Selected passage =>

* START *

# Have a PLB - do I need a VHF as well?



## Guest (Nov 24, 2009)

Hi guys,

I'm new to offshore, and am in the process of buying all the gear needed to fish offshore safely.

I have a PLB with GPS which I can activate in the event of an emergency and in need of a rescue. Considering I can activate the PLB if I need a rescue, do I really need a VHF for safety? I am not liscenced to operate a VHF so the only real time I could use it would be in the event of an emergency situation.

I would probably still invest in a small UHF for short distance communications between myself and other yakkers.

Interested to hear some opinions, cheers.


----------



## Davey G (Jan 15, 2006)

unless you are going out with other yakkers (who are also uhf equipped) a uhf is useless.

VHF will allow you to communicate with somebody who can help, should the need arise. I'd MUCH rather have a VHF than a PLB, as a PLB is specifically a last resort rescue device, whereas a VHF allows you to alert the authorities/other vessels before/during or after you need assistance. It also allows you to monitor weather updates and any other shipping warnings


----------



## Guest (Nov 24, 2009)

Thanks Davey, thats the kind of feedback I was hoping for - as mentioned am totally new to the offshore scene so am keen to draw on the experience of guys who fish offshore regularly to fill in the knowledge gaps.

Probably a silly question looking back on it, which I was fairly sure what the general consensus would be - but thought I would throw it out there and see what others thought 8)

* END *

Raw data =>
* START *

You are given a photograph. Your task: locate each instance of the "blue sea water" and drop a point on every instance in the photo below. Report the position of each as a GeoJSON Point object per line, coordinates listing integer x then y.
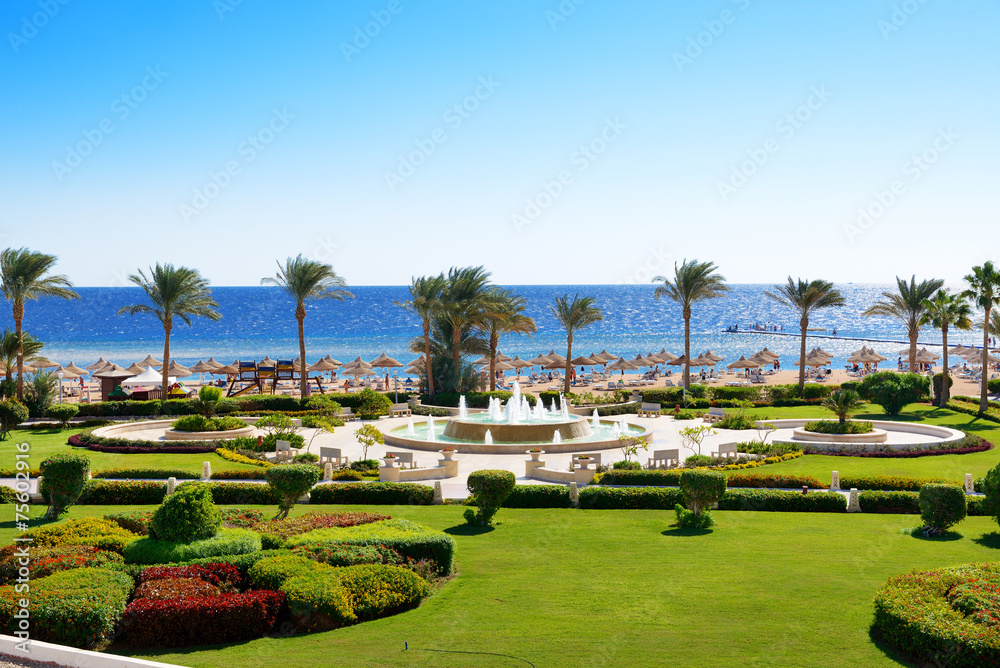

* END *

Objective => Extend the forum thread about whether a personal locator beacon makes a VHF radio unnecessary offshore, beginning right after its final post. The listing isn't needed for anything here.

Result below =>
Can't believe how expensive the handheld VHF's are here compared with buying from overseas :shock:


----------



## Davey G (Jan 15, 2006)

Dallas said:


> Can't believe how expensive the handheld VHF's are here compared with buying from overseas :shock:


re VHF pricing, mine is a waterproof 1W/5W eagle model and cost around $150 a couple of years ago. i think the same model was recently on sale at around $100. So far i cant fault mine - a floating one would be better but mines leashed to my pfd.


----------



## Donutslayer (Jun 9, 2007)

http://www.chsmith.com.au/cgi-bin/hex4. ... isplay=215
no longer on special but still mighty good value.


----------



## Donutslayer (Jun 9, 2007)

While i am here i may as well mention that the gov is now taking public submissions for a revamp of licencing. http://www.acma.gov.au/WEB/STANDARD/pc=PC_311900
Davy, can you post this in a more prominent place? Have your say////


----------



## PoddyMullet (Aug 29, 2005)

I rang Marine Safety Vic on this question Dallas, and unofficially I was told for more populated areas go a radio, for remote areas go a PLB. A coupla weeks later 2 experinced boaties drowned at night on PPB, and apparently were radio equipped (but without PLB). A PLB may take longer to organise a search (go a GPS equipped model if ya do buy), but seems to offer a greater insurance if ya seperated from ya yak. In the end a radio might work more effectively in 95% of cases, but if fishing big currents/night time and remote areas the PLB might be the better choice. The buddy system could cover both I guess!


----------



## Bart70 (Jan 28, 2007)

Both have a purpose and are of use and value.

Most of the comments so far are pretty spot on - the GPS enabled PLB will get you assistance to your location in a relatively short time when you are stuck in the worst of the worst scenario's.

A VHF is handy to allow the local VMR to log you in and out, get weather updates, or for assistance when the situation is not life and death but you just need a hand (ie - as an example you lost or broke your paddle and had no replacement.....activating a PLB might be overkill if you are fine and well but just need to be picked up or towed).

If I had been thrown out of my yak by a hit and run boater, was injured and separated from my yak, the PLB activation would be a better choice than VHF alone.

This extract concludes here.